## SOURCE PASSAGE
★ ★ ★

Recovery of Outstanding Commercial Rents during Covid-19
Linden Talbot looks at recent changes to measures implemented by the government to protect commercial tenants.
In a step to mitigate the economic fallout caused by Covid-19, Parliament introduced extensive protections for commercial tenants. Set out below are the most recent developments in these protections, in particular Forfeiture and the CRAR Regulations.
The Coronavirus Act 2020 came into force on 25 March 2020 and, with immediate effect, negated the ability of landlords to recover outstanding rents for properties subject to commercial lease agreements.
Section 82 of the Act essentially precludes landlords from utilising forfeiture pursuant to a tenant’s non-payment of rent by postponing forfeiture proceedings. This applies to most business tenancies and even includes agreements whereby the protections afforded under the Landlord and Tenant Act 1954 have been contracted out.
The postponement was to run from 26 March 2020 to 30 June 2020. However, this end date has been gradually deferred, with the most recent deadline (published by the Government last week) being 31 December 2020.
The Taking Control of Goods and Certification of Enforcement Agents (Amendment) (Coronavirus) Regulations 2020 took effect from 25 April. This temporarily modified the previous 2013 enforcement regulations with the aim of protecting struggling tenants from landlords that deploy hard-line rent collection options.

★ ★ ★

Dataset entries
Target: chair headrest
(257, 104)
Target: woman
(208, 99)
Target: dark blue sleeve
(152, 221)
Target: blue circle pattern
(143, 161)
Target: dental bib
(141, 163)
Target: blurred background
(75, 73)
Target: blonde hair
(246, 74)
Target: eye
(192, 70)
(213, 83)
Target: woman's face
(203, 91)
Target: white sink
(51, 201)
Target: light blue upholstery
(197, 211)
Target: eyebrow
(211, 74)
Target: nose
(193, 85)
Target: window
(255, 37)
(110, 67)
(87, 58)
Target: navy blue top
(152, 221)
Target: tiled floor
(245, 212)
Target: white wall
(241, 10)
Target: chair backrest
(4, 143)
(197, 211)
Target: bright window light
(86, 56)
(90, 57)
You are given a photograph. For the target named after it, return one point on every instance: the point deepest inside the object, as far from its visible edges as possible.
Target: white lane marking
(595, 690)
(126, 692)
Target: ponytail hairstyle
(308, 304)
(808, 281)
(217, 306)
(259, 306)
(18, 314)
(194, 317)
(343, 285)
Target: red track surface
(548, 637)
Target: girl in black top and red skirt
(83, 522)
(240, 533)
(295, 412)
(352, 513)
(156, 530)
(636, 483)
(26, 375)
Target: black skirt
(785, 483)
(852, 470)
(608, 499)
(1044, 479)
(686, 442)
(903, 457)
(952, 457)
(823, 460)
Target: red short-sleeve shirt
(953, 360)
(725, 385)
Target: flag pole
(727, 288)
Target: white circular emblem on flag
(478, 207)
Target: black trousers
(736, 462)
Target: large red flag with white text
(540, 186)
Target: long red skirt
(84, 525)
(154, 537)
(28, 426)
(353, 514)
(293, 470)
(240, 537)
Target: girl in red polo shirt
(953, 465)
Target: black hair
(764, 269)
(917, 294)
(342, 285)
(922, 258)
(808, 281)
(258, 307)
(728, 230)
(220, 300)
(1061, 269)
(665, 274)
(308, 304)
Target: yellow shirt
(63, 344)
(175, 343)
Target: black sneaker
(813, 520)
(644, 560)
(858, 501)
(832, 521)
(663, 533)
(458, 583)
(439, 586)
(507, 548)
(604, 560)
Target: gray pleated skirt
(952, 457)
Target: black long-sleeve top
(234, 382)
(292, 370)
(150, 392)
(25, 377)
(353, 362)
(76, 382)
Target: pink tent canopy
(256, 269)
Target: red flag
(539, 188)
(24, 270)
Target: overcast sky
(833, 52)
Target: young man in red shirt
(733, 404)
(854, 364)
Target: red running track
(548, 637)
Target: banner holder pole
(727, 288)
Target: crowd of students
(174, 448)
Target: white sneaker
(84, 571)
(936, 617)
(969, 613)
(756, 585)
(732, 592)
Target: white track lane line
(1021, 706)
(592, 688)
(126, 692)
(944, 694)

★ ★ ★

## YOUR TASKS
**1.** Decide whether each statement below agrees with the article on commercial rents during Covid-19, answering yes or no and quoting the deciding words from the article: (a) The Coronavirus Act 2020 came into force on 25 March 2020. (b) The most recent deadline for the postponement of forfeiture is 30 June 2020. (c) Section 82 does not cover agreements that have contracted out of the protections of the Landlord and Tenant Act 1954.
**2.** Carry the article on commercial rents during Covid-19 forward from its final sentence.

## RESULTS BY TASK
**1.**
(a) Yes: "The Coronavirus Act 2020 came into force on 25 March 2020"
(b) No: "the most recent deadline (published by the Government last week) being 31 December 2020"
(c) No: "even includes agreements whereby the protections afforded under the Landlord and Tenant Act 1954 have been contracted out"

**2.**
The minimum amount of net unpaid rent that must be outstanding before commercial rent arrears recovery can occur was changed to 90 days (a substantial increase from the 7 days previously required). This increase will remain as long as the forfeiture protections under The Coronavirus Act 2020 are in place.
However, since April the required amount of rent in arrears has steadily increased, following the timeline set out below:
– from 24 June 189 days’ rent;
– from 29 September 276 days’ rent; and
– from 25 December 366 days’ rent.
The robust methods of rent collection previously utilised by landlords are not currently available. Consequently landlords and tenants must work together with a long-term perspective to find amicable alternative solutions.
Nevertheless, further extensions to the protections set out above seem likely if we find ourselves in a second lockdown.